— EXERCISE —
The line containing "Exercise. Spot the crocus" marks where to begin; quote it and every line after it through the end of the data, exactly as written.

— INPUT FOR THIS TASK —
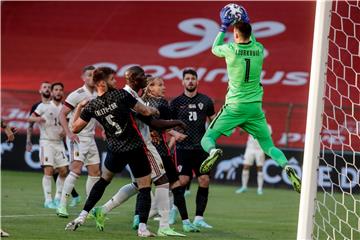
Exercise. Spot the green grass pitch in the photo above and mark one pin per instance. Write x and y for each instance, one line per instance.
(245, 216)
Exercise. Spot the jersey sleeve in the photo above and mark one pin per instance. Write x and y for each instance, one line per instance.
(39, 110)
(145, 119)
(164, 109)
(219, 48)
(33, 107)
(173, 110)
(128, 99)
(210, 108)
(72, 100)
(86, 113)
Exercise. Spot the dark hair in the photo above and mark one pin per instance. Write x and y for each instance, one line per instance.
(102, 73)
(132, 73)
(88, 67)
(189, 71)
(244, 28)
(57, 84)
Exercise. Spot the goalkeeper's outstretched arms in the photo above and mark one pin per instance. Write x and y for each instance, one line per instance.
(228, 17)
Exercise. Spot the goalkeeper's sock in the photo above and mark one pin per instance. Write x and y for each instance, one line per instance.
(245, 177)
(208, 141)
(268, 147)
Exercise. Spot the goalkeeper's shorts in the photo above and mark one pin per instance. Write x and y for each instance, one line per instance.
(249, 116)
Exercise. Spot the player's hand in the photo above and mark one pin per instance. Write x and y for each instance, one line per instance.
(154, 111)
(226, 19)
(28, 147)
(40, 120)
(103, 135)
(83, 103)
(182, 125)
(179, 137)
(73, 138)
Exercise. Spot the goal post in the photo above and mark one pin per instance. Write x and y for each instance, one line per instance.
(330, 200)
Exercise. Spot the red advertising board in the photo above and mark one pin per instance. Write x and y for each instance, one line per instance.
(52, 41)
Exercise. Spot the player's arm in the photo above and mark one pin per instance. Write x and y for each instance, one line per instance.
(145, 110)
(10, 132)
(35, 117)
(81, 118)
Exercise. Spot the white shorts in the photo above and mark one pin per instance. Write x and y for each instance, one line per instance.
(52, 153)
(254, 154)
(157, 167)
(86, 151)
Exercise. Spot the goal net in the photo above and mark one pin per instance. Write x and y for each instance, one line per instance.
(335, 211)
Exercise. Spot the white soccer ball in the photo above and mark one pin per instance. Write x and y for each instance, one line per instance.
(235, 11)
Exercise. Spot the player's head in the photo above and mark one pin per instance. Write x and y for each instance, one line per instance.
(87, 74)
(45, 89)
(242, 31)
(190, 81)
(104, 77)
(155, 87)
(135, 77)
(57, 91)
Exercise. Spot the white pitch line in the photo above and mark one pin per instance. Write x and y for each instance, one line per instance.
(119, 213)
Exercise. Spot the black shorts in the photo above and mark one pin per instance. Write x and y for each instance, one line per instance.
(137, 160)
(170, 168)
(190, 160)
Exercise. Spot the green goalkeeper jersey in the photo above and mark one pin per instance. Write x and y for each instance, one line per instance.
(244, 65)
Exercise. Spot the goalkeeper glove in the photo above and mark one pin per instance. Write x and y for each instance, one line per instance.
(226, 18)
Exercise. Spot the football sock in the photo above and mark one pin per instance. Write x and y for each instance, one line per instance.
(68, 187)
(143, 204)
(90, 181)
(95, 194)
(245, 177)
(46, 182)
(201, 200)
(179, 201)
(124, 193)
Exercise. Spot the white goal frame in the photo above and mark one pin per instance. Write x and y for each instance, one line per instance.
(314, 119)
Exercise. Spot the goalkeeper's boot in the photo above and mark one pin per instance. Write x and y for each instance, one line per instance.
(209, 162)
(136, 222)
(189, 227)
(294, 178)
(57, 202)
(4, 234)
(173, 215)
(99, 217)
(167, 231)
(62, 212)
(73, 225)
(75, 201)
(145, 233)
(187, 193)
(49, 204)
(200, 223)
(241, 190)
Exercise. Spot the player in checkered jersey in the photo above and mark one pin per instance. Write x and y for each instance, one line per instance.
(52, 150)
(82, 146)
(194, 109)
(112, 109)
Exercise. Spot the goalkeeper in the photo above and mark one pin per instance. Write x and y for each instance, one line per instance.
(243, 105)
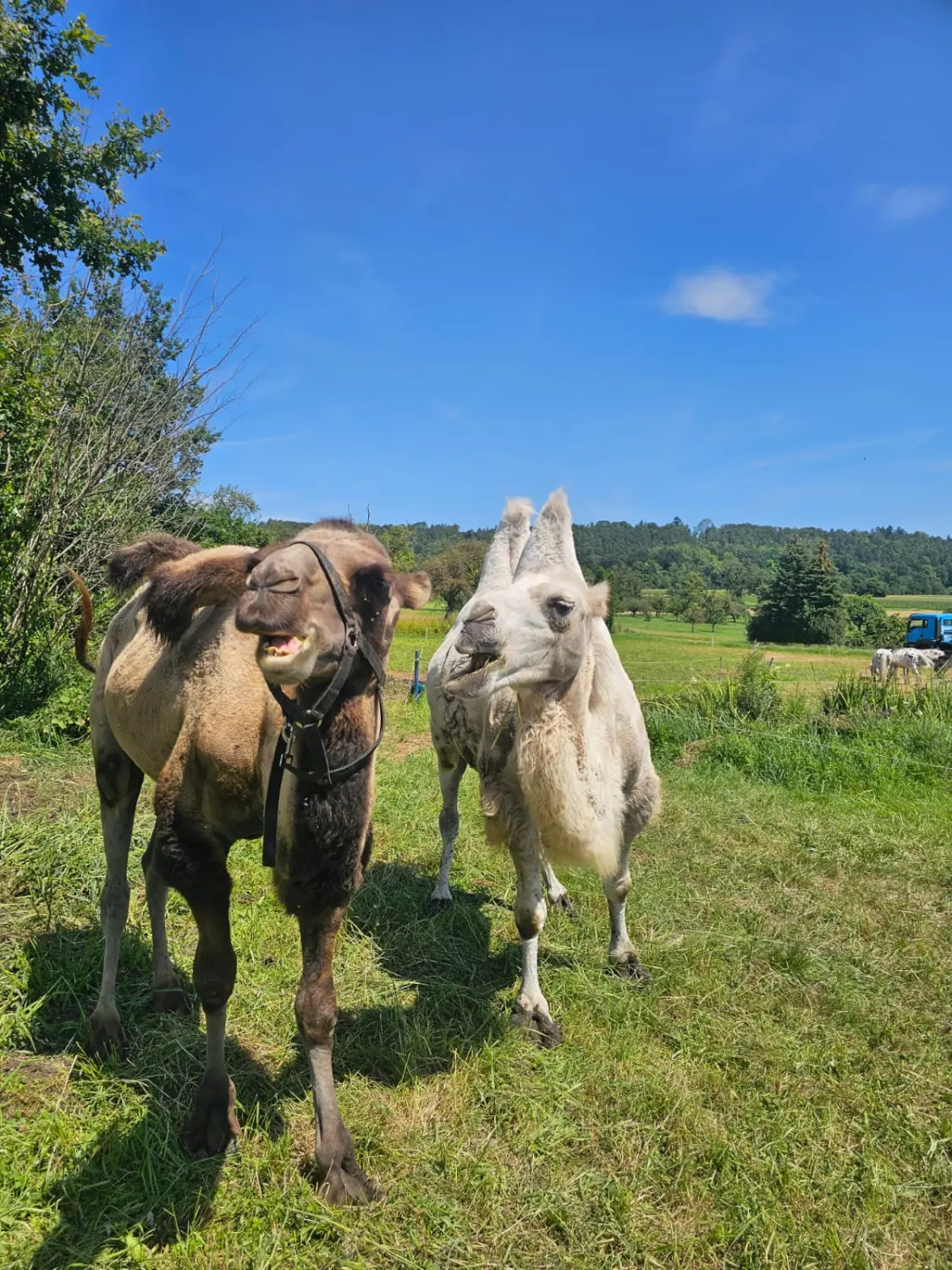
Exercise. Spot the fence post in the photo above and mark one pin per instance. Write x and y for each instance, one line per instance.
(416, 687)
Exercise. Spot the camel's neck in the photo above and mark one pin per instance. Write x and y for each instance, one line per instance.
(563, 772)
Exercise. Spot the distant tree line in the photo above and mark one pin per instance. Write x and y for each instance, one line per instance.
(697, 573)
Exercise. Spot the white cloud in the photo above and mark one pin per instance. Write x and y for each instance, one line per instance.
(898, 205)
(723, 295)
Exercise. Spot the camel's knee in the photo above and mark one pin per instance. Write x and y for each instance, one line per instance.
(213, 975)
(117, 777)
(316, 1011)
(448, 822)
(114, 901)
(617, 888)
(530, 916)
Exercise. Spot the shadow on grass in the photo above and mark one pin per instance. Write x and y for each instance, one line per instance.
(446, 963)
(132, 1183)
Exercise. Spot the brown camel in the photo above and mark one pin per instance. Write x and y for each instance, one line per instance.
(184, 693)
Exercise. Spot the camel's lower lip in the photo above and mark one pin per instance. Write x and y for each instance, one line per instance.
(281, 645)
(477, 662)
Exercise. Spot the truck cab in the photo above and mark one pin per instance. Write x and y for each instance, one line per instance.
(929, 630)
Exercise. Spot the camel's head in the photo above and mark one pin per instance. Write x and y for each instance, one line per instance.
(289, 601)
(532, 635)
(535, 632)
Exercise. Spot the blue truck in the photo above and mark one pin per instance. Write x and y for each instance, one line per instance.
(929, 630)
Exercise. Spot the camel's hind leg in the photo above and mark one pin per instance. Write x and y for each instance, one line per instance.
(167, 991)
(642, 804)
(449, 779)
(119, 782)
(555, 892)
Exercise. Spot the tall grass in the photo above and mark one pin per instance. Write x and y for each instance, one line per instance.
(862, 736)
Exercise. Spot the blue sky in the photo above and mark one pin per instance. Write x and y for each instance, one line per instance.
(683, 258)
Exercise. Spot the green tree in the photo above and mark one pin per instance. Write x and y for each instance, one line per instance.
(715, 609)
(228, 517)
(106, 416)
(687, 597)
(868, 625)
(60, 188)
(734, 577)
(804, 604)
(398, 538)
(454, 573)
(824, 607)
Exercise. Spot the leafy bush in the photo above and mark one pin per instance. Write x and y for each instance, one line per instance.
(63, 716)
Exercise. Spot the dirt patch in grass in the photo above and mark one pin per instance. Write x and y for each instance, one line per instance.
(30, 1081)
(691, 751)
(406, 746)
(17, 792)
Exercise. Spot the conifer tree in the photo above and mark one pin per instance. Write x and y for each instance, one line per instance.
(804, 604)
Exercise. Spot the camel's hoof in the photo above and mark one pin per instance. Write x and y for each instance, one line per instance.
(540, 1026)
(627, 967)
(172, 1000)
(347, 1184)
(212, 1129)
(104, 1034)
(564, 904)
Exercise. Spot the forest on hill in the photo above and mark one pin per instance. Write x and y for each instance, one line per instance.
(740, 558)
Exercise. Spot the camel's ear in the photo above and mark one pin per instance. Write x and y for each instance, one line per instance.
(598, 599)
(413, 588)
(180, 587)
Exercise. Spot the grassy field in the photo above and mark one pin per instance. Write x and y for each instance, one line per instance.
(906, 605)
(779, 1096)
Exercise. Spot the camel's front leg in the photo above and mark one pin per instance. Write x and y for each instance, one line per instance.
(531, 1008)
(340, 1179)
(449, 779)
(197, 869)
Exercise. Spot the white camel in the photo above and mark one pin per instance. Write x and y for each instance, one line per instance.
(564, 757)
(459, 726)
(888, 662)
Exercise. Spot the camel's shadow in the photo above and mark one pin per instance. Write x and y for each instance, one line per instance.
(134, 1178)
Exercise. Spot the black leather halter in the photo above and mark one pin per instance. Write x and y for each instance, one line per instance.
(311, 721)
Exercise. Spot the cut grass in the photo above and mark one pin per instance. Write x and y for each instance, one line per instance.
(779, 1097)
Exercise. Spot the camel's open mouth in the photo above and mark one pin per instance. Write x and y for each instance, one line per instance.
(471, 675)
(281, 645)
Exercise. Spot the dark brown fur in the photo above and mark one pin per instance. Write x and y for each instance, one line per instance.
(129, 566)
(80, 637)
(179, 587)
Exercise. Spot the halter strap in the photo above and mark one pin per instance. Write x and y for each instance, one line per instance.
(311, 719)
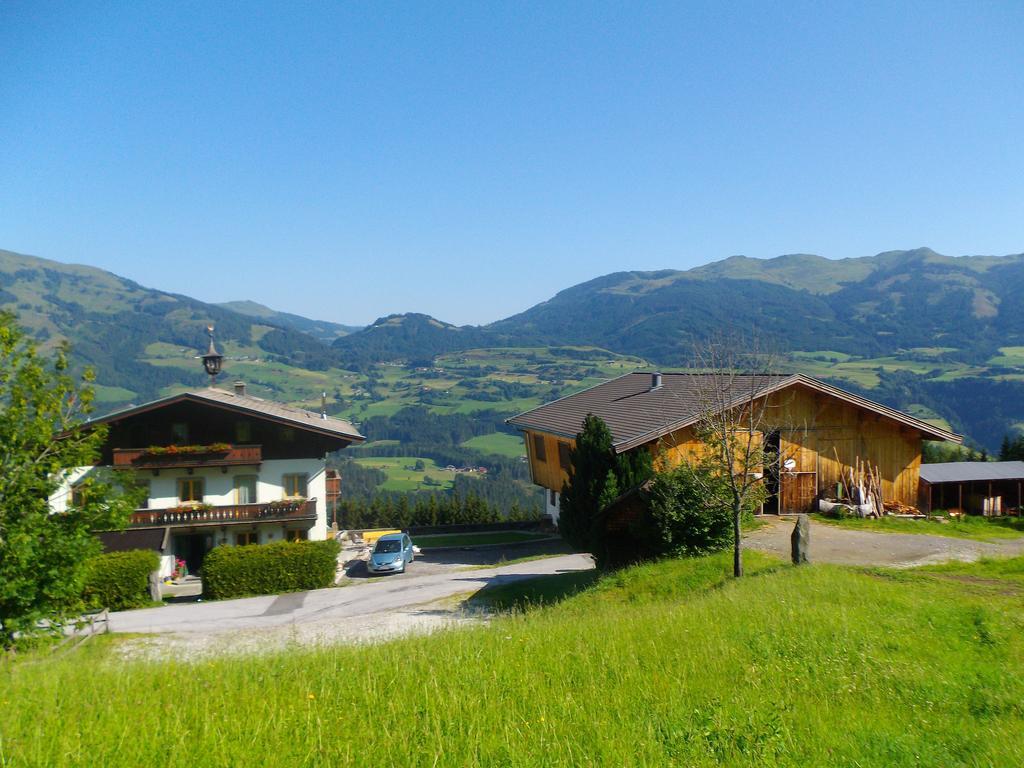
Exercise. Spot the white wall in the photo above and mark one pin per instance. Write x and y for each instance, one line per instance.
(219, 489)
(552, 509)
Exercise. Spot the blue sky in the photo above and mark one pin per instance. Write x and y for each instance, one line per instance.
(349, 161)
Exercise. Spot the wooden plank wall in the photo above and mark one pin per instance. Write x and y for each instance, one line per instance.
(547, 473)
(814, 428)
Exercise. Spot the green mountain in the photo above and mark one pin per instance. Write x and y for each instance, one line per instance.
(867, 307)
(141, 342)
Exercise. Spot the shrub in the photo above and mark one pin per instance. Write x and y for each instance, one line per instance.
(269, 568)
(688, 511)
(119, 580)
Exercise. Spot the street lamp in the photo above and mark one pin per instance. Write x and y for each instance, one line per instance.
(212, 359)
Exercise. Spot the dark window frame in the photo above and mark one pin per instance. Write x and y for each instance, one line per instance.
(539, 450)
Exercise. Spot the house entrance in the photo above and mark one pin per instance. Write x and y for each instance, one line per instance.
(193, 548)
(772, 450)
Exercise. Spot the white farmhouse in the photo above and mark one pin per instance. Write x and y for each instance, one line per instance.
(221, 467)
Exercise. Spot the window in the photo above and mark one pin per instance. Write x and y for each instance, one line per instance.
(78, 495)
(189, 489)
(539, 452)
(143, 502)
(564, 460)
(294, 485)
(245, 488)
(243, 431)
(179, 433)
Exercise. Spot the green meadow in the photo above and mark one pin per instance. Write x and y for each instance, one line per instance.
(672, 664)
(402, 475)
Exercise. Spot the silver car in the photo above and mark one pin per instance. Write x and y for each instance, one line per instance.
(391, 554)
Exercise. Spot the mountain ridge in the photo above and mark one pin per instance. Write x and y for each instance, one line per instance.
(915, 329)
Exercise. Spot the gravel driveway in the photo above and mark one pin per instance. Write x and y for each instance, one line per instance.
(838, 545)
(367, 610)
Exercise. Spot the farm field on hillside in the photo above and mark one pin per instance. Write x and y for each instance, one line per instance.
(476, 540)
(402, 474)
(970, 526)
(668, 664)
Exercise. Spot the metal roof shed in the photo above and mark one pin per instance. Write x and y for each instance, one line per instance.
(980, 487)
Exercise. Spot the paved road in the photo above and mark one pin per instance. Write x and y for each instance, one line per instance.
(378, 596)
(846, 547)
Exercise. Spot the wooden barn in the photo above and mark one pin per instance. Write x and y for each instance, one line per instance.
(819, 430)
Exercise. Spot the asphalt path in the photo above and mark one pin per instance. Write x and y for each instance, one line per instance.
(381, 595)
(846, 547)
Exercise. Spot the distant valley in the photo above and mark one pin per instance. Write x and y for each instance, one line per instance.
(939, 336)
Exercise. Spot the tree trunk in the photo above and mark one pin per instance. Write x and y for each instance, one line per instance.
(737, 555)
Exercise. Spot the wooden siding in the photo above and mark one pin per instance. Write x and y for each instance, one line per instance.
(547, 473)
(814, 429)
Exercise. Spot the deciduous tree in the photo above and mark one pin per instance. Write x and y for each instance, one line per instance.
(42, 555)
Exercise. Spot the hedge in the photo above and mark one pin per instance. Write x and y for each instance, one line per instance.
(119, 580)
(269, 568)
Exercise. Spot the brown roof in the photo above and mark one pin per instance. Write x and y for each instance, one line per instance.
(247, 403)
(637, 414)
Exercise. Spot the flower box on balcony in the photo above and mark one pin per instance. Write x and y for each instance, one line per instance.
(213, 455)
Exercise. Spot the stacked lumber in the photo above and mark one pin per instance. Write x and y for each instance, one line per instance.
(896, 508)
(861, 484)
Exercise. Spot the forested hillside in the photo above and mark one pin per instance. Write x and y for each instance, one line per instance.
(938, 336)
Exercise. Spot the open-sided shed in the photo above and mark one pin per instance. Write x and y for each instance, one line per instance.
(972, 487)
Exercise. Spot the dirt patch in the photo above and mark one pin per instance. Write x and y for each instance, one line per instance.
(373, 628)
(845, 547)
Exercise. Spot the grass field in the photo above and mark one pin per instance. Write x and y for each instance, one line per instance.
(402, 475)
(971, 526)
(476, 540)
(666, 665)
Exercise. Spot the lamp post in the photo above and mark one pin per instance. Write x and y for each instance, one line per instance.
(212, 359)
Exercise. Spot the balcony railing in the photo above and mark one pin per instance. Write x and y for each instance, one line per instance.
(225, 515)
(231, 456)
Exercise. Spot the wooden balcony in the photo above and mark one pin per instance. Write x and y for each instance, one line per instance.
(233, 456)
(225, 515)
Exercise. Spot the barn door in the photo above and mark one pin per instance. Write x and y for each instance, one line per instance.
(798, 491)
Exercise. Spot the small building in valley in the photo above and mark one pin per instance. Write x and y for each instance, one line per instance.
(989, 488)
(818, 430)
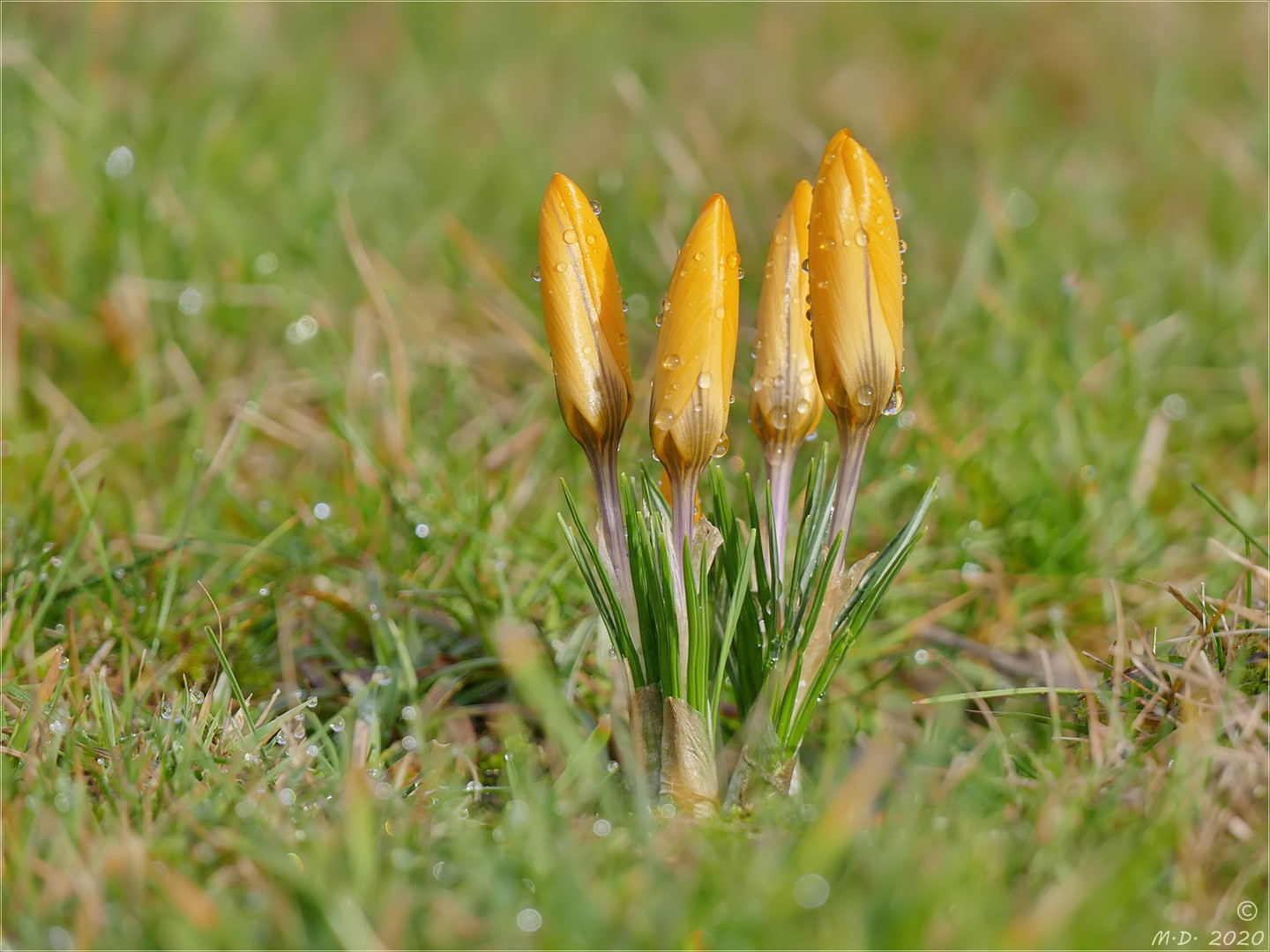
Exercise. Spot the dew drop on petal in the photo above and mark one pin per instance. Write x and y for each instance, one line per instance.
(897, 401)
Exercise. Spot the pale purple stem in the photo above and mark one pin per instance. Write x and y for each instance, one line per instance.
(851, 458)
(780, 475)
(603, 469)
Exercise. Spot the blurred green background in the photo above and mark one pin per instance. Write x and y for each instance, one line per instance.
(267, 301)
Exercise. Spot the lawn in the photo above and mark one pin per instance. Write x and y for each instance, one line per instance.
(292, 652)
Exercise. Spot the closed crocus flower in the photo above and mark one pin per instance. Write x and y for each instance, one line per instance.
(582, 303)
(696, 351)
(785, 403)
(856, 288)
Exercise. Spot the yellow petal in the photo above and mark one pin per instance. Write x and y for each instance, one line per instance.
(696, 348)
(582, 303)
(785, 401)
(855, 283)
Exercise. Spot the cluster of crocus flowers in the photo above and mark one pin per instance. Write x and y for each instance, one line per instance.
(830, 333)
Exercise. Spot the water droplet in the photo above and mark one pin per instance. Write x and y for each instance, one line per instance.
(120, 163)
(811, 891)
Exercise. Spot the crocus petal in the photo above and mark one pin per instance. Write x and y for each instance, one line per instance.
(696, 348)
(582, 303)
(855, 283)
(785, 401)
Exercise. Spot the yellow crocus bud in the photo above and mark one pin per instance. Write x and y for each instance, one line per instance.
(855, 283)
(857, 316)
(785, 401)
(586, 325)
(696, 351)
(582, 303)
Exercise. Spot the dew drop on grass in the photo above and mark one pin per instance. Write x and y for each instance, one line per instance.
(811, 891)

— THE SOLUTION —
Exercise. Spot the crocus petal in the photo above and mark one pin per instance. Write x and y for each instance, one line per instance.
(696, 348)
(582, 303)
(855, 283)
(785, 401)
Exercise. Spot the yellow crocus bud in the photo above and mark one pin per instance. Write x and y for each instance, one line per instance.
(855, 283)
(857, 316)
(785, 401)
(586, 325)
(696, 351)
(582, 303)
Exercise. Spot the dew drop on grass in the photo above and mark one pin per instance. Write x and y for each instance, one line per instance.
(811, 891)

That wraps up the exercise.